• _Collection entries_
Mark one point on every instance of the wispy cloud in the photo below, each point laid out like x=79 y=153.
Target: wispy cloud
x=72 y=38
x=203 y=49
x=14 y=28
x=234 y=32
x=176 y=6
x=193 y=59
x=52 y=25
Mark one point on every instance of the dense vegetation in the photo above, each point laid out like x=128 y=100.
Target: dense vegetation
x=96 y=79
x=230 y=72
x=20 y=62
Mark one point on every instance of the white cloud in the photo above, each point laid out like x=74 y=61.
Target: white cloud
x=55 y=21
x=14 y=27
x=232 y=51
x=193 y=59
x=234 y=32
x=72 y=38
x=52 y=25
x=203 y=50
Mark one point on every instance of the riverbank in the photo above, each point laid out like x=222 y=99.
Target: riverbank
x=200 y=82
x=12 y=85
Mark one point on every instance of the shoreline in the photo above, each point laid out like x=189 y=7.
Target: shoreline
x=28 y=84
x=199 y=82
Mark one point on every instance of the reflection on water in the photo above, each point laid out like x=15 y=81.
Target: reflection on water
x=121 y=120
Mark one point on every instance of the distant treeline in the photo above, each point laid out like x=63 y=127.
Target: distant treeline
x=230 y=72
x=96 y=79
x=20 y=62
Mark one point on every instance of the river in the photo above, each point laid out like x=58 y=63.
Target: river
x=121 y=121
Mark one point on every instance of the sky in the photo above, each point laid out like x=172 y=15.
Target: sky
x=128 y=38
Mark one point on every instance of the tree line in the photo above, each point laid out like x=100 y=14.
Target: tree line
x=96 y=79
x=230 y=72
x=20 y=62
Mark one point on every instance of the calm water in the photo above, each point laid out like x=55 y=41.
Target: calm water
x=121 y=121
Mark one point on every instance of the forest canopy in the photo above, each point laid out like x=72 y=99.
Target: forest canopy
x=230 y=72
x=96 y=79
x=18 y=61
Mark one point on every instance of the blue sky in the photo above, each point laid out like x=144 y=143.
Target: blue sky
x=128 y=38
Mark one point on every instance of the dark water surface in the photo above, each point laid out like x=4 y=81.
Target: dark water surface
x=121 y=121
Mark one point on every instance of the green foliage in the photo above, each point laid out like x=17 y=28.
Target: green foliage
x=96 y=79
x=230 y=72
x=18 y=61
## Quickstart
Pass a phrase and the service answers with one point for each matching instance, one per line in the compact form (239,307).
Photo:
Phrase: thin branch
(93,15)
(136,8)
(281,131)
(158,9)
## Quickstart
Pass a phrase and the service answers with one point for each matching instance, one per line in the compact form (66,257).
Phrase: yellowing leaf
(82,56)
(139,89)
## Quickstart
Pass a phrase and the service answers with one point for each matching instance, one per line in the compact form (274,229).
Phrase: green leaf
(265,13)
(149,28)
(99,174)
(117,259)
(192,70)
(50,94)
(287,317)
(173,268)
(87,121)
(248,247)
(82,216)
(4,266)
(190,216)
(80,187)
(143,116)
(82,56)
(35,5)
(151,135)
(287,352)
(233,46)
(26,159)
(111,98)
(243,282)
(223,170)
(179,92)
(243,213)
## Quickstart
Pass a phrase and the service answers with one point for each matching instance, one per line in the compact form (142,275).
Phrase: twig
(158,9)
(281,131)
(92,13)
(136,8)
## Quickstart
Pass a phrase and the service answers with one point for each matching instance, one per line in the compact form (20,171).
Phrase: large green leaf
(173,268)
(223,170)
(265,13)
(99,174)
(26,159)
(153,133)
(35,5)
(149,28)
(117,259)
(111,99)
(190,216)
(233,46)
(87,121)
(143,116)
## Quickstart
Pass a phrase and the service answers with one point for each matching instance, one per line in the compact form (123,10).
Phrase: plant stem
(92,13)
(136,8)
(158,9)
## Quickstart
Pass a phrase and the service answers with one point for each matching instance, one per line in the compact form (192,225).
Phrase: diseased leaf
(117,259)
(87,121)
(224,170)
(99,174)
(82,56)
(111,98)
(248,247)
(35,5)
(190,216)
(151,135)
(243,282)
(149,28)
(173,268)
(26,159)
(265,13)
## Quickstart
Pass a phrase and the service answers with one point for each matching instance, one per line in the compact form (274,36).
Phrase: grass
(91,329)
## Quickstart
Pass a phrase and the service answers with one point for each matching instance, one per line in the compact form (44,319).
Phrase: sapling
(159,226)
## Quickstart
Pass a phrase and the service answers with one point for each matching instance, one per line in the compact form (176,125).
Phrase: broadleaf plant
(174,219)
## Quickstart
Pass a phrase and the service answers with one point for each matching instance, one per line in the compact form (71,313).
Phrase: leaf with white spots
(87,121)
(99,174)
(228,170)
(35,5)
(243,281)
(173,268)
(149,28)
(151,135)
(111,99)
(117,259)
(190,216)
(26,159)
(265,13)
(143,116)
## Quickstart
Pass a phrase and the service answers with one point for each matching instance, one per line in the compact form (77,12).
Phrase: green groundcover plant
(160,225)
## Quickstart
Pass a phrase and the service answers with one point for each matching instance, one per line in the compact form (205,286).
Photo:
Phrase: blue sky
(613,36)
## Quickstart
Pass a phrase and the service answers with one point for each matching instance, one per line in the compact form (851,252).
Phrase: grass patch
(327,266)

• _What is being asked_
Print the data above again, with nothing altered and nothing left out.

• _Solution to this problem_
Mark one point on every instance of the wispy cloud in the photo below, each point laid out like x=79 y=153.
Target: wispy cloud
x=72 y=38
x=203 y=49
x=14 y=28
x=234 y=32
x=176 y=6
x=193 y=59
x=52 y=25
Mark one point on every instance of the dense vegetation in the photo above, each point laid out like x=128 y=100.
Target: dense vegetation
x=96 y=79
x=230 y=72
x=20 y=62
Mark one point on every instance of the white cloud in the photo above, each point laid out like x=74 y=61.
Target: white cloud
x=55 y=21
x=14 y=27
x=232 y=51
x=193 y=59
x=234 y=32
x=72 y=38
x=52 y=25
x=203 y=50
Mark one point on every instance of the riverbank in the photo above, each point laid out like x=222 y=99.
Target: riverbank
x=200 y=82
x=12 y=85
Mark one point on every instance of the shoreline in the photo above, each point laid out like x=189 y=7.
Target: shoreline
x=28 y=84
x=199 y=82
Mark one point on every instance of the reflection on water in the photo above, each point laid out like x=15 y=81.
Target: reflection on water
x=121 y=120
Mark one point on every instance of the distant treeline in the photo above, each point laid out like x=63 y=127.
Target: distant treeline
x=230 y=72
x=96 y=79
x=20 y=62
Mark one point on every instance of the river in the photo above, each point laid out like x=58 y=63.
Target: river
x=121 y=121
Mark one point on every instance of the sky in the photo above, each point laid out like x=172 y=15.
Target: sky
x=128 y=38
Mark one point on every instance of the tree line in the photo above, each point laid out like x=100 y=14.
Target: tree line
x=96 y=79
x=230 y=72
x=20 y=62
Mark one point on every instance of the calm water in the photo above, each point laid out like x=55 y=41.
Target: calm water
x=121 y=121
Mark one point on every instance of the forest canopy in the photo above, each point laid out like x=72 y=99.
Target: forest canopy
x=230 y=72
x=96 y=79
x=18 y=61
Mark one point on every instance of the blue sky in the photo above, each point laid out like x=144 y=143.
Target: blue sky
x=128 y=38
Mark one point on every instance of the dark water surface in the photo above, each point laid out like x=4 y=81.
Target: dark water surface
x=121 y=121
Mark one point on every instance of the green foliage in the photo above, each point laid out like x=17 y=28.
Target: green foliage
x=96 y=79
x=230 y=72
x=18 y=61
## Quickstart
Pass a phrase and the service answers with one point for each matching instance, one per line in the compact form (239,307).
Photo:
Phrase: thin branch
(93,15)
(136,8)
(281,131)
(158,9)
## Quickstart
Pass a phrase and the service answers with one point for each matching instance, one per line in the compact form (66,257).
Phrase: yellowing leaf
(82,56)
(139,89)
## Quickstart
Pass a phrase and the service answers with one point for each matching instance, one per line in the compact form (274,229).
Phrase: green leaf
(265,13)
(149,28)
(99,174)
(117,259)
(192,70)
(50,94)
(287,317)
(173,268)
(87,121)
(248,247)
(82,216)
(4,266)
(190,216)
(80,187)
(143,116)
(82,56)
(35,5)
(151,135)
(287,352)
(233,46)
(26,159)
(111,98)
(243,282)
(223,170)
(179,92)
(243,213)
## Quickstart
Pass a phrase and the service answers with one point for each matching instance, one per line in the compact form (142,275).
Phrase: twig
(158,9)
(281,131)
(92,13)
(136,8)
## Quickstart
Pass a phrase and the service answers with one point for each matching instance, one per line in the compact form (20,171).
Phrase: large green leaf
(173,268)
(223,170)
(265,13)
(99,174)
(26,159)
(153,133)
(35,5)
(149,28)
(117,259)
(111,99)
(190,216)
(233,46)
(87,121)
(143,116)
## Quickstart
Pass a phrase and the service answers with one point for each matching instance, one per line in the compact form (123,10).
Phrase: plant stem
(92,13)
(136,8)
(158,9)
## Quickstart
Pass a phrase and the service answers with one point for each matching instance, one per line in the compact form (192,225).
Phrase: diseased leaf
(117,259)
(87,121)
(224,170)
(99,174)
(82,56)
(111,98)
(248,247)
(35,5)
(190,216)
(151,135)
(243,282)
(149,28)
(173,268)
(26,159)
(265,13)
## Quickstart
Pass a phrase and the service answers with one point for each matching instance, one per line in the compact form (274,36).
Phrase: grass
(91,329)
## Quickstart
Pass a phrase and the service answers with one point for each matching instance, one per line in the compact form (44,319).
Phrase: sapling
(159,226)
## Quickstart
Pass a phrase and the service answers with one point for each matching instance, one per line in the compact form (176,125).
Phrase: broadleaf plant
(174,219)
## Quickstart
Pass a phrase and the service answers with one point for each matching instance, one per line in the compact form (71,313).
Phrase: leaf with white spots
(87,121)
(99,174)
(228,170)
(35,5)
(243,281)
(173,268)
(149,28)
(151,135)
(111,99)
(117,259)
(190,216)
(26,159)
(265,13)
(143,116)
## Quickstart
Pass a phrase and the service answers with one point for each matching instance, one per line in the compact form (77,12).
Phrase: green groundcover plant
(160,225)
## Quickstart
Pass a phrase and the service answers with one point for each matching instance, one per line in the compact form (205,286).
Photo:
Phrase: blue sky
(613,36)
## Quickstart
Pass a phrase and the service answers with one point for each matching instance, one per line in the compact form (851,252).
Phrase: grass patch
(327,266)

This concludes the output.